-- BEGIN Extracted text --

Frequency Distribution Tables
Note:
In the past, many students have found it difficult to complete this lab
in the allotted 50 minutes. You have until Friday at
11:55pm to submit it. Most computers on campus have SPSS installed on
them.
The pictures in this lab come from different computers (Mac &
Windows) running slightly different versions of SPSS. Most things are
the same but there may be a few
cosmetic differences.
Also, a word of advice. You should save all of your assignments that
you email to the GA's so that if there is any question about whether
you completed the work, you can show us the files.
For
this lab we'll use a new data file that includes hypothetical
course grade information. Click on students.sav
and then select "save". You may need
to name the file as "students.sav" so that SPSS will recognize it (all
SPSS data files must have a .sav ending in the name). Put the file
someplace to save it for future use.
After saving the file you should open it up in SPSS. Open SPSS and then
open the data file students.sav from where you saved it.
In this file there are a number of variables. For now
we'll just look at quiz1 and quiz2. Your task for this part of the lab
is to create a frequency distribution table for each of these variables
and to compare them to get a feel for some of the features of
distributions.
Go to SPSS (which should already be open if you
followed the
instructions above). The students.sav file should be open already.
We'll start by looking at quiz1. Think about each of
the following questions.
What's the variable of interest?
scores on quiz 1 - which corresponds to the data in the column labeled
quiz 1
What kind of variable is quiz1?

-- END Extracted text --

◆ **Stated problem 1**
Reproduce verbatim the passage of the SPSS lab between "Go to SPSS (which" and "variable is quiz1?", inclusive.
◆ **Stated problem 2**
What remarks does the SPSS lab place inside parentheses? List each one.

-- BEGIN Stored records --

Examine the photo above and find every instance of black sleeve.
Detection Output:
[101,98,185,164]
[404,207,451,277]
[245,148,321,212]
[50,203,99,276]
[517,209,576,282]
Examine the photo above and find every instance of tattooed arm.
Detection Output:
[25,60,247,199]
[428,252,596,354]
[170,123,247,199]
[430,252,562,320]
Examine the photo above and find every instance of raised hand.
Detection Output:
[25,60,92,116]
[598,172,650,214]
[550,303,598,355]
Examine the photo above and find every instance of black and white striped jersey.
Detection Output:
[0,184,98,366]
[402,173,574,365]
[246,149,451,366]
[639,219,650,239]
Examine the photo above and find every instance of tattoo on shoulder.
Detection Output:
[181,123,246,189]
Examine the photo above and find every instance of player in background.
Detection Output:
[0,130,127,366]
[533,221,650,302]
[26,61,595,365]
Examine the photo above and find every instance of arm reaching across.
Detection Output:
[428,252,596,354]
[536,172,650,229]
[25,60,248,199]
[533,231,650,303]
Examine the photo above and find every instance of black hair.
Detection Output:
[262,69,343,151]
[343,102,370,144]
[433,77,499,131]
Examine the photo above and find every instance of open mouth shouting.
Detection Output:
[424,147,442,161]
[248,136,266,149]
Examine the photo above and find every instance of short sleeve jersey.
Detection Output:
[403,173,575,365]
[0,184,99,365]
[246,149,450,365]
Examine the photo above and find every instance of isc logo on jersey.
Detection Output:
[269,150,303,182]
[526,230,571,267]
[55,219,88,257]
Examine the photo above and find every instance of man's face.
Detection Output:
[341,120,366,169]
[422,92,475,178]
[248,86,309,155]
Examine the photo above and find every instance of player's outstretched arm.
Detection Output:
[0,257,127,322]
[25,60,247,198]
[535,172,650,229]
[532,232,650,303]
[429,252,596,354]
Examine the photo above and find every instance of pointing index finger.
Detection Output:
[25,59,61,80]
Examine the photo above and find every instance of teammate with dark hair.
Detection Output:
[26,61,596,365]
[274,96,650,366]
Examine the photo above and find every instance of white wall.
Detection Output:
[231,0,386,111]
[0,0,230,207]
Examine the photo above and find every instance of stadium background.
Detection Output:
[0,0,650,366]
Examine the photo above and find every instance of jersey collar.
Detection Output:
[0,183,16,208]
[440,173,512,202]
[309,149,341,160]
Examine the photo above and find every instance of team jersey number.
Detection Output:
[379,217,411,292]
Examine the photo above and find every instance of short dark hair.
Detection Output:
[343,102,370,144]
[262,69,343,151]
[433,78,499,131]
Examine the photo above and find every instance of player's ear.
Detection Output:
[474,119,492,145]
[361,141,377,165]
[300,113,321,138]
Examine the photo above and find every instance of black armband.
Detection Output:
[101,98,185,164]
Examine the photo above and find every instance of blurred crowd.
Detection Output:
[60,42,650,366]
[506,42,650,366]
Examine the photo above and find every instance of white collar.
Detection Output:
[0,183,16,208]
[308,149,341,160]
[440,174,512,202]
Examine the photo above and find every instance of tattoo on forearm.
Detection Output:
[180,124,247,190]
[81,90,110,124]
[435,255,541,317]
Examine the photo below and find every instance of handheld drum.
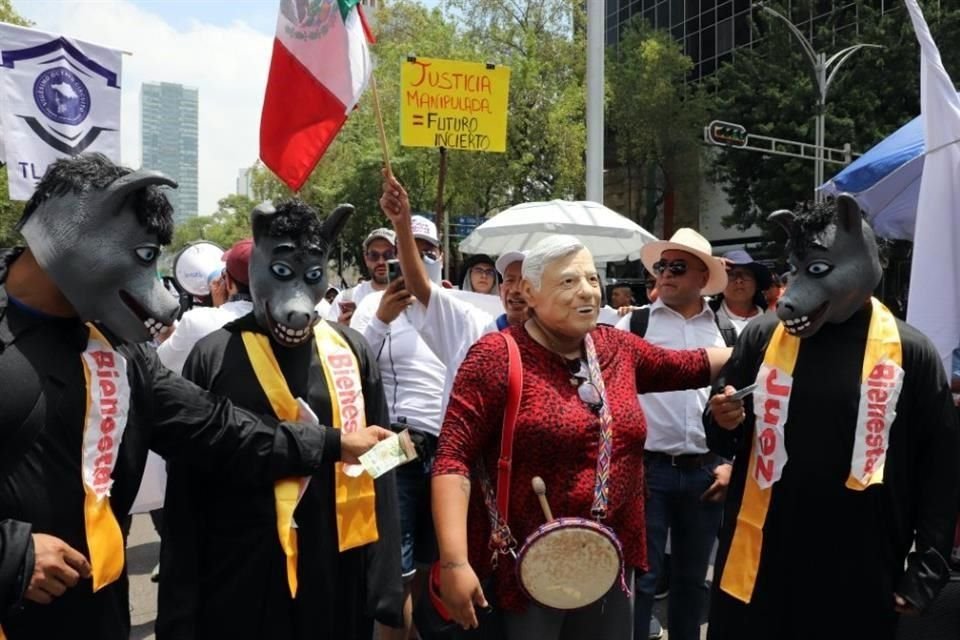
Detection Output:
[517,477,623,609]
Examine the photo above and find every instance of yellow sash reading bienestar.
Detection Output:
[241,322,377,597]
[81,324,130,591]
[720,298,903,603]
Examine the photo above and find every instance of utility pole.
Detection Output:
[753,2,883,202]
[587,0,606,204]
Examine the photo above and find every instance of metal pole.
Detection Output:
[586,0,605,203]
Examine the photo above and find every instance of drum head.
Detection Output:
[519,527,622,609]
[173,240,223,297]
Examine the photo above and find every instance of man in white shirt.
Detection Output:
[617,229,730,640]
[710,249,773,335]
[157,238,253,373]
[380,176,527,410]
[324,227,397,325]
[350,225,446,640]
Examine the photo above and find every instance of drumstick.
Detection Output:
[532,476,553,522]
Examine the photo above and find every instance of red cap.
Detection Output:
[223,238,253,286]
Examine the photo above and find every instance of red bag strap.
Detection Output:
[497,332,523,523]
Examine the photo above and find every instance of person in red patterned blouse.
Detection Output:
[433,236,730,640]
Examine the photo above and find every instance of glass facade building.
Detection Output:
[606,0,903,80]
[140,82,199,222]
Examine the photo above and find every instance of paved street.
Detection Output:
[127,514,707,640]
[127,514,160,640]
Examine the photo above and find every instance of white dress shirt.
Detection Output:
[350,291,447,436]
[617,300,726,456]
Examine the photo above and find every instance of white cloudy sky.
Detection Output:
[13,0,437,213]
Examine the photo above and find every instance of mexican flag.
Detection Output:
[260,0,373,191]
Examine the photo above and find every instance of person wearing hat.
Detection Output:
[325,227,397,326]
[157,238,253,373]
[380,176,527,415]
[710,249,773,335]
[617,228,731,640]
[460,253,500,296]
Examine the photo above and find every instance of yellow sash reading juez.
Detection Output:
[720,298,903,603]
[241,321,377,597]
[82,324,130,591]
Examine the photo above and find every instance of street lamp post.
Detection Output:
[753,2,883,202]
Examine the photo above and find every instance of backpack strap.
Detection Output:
[713,312,737,347]
[497,333,523,522]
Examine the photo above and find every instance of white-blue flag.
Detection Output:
[0,23,121,200]
[906,0,960,372]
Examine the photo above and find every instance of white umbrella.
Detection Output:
[460,200,657,262]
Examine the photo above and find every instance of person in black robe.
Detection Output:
[157,201,403,640]
[704,196,960,640]
[0,154,390,640]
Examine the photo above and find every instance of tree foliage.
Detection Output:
[606,17,707,235]
[712,1,960,229]
[0,0,32,247]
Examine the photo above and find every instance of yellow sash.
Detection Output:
[313,320,380,551]
[720,298,903,603]
[241,322,377,597]
[81,324,130,591]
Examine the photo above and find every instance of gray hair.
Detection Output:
[521,235,586,291]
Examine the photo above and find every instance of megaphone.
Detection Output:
[173,240,223,298]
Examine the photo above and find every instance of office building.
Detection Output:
[140,82,199,222]
[606,0,903,80]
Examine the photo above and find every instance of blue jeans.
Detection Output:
[633,455,723,640]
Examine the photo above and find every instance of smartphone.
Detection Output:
[729,382,757,400]
[387,259,403,282]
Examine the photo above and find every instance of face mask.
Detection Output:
[423,256,443,284]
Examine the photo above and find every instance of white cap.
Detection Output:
[494,251,527,277]
[410,216,440,247]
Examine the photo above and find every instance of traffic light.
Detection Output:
[707,120,747,147]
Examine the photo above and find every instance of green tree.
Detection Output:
[712,0,960,229]
[607,18,707,234]
[0,0,33,247]
[165,194,257,255]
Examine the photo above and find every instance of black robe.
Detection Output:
[705,306,960,640]
[157,314,403,640]
[0,251,339,640]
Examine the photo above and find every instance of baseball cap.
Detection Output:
[223,238,253,286]
[494,251,527,277]
[410,216,440,247]
[363,227,397,251]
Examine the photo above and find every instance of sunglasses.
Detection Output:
[570,360,603,413]
[653,260,703,276]
[363,249,397,262]
[727,269,757,282]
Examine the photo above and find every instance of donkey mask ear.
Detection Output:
[837,193,863,234]
[250,201,277,238]
[767,209,800,239]
[320,204,354,247]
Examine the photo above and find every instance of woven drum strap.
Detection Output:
[583,333,613,521]
[474,333,523,565]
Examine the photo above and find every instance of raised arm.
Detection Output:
[380,173,431,307]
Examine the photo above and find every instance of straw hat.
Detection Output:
[640,227,727,296]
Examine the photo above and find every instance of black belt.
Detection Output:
[643,451,718,469]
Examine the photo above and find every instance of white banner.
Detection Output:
[0,23,121,200]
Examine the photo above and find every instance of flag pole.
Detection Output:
[370,73,393,178]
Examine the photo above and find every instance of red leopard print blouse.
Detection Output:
[433,326,710,611]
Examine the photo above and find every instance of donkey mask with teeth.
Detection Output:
[770,194,883,338]
[19,153,180,342]
[250,200,353,347]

-- END Stored records --

◆ **Full response 1**
Go to SPSS (which should already be open if you
followed the
instructions above). The students.sav file should be open already.
We'll start by looking at quiz1. Think about each of
the following questions.
What's the variable of interest?
scores on quiz 1 - which corresponds to the data in the column labeled
quiz 1
What kind of variable is quiz1?

◆ **Full response 2**
- Mac & Windows
- all SPSS data files must have a .sav ending in the name
- which should already be open if you followed the instructions above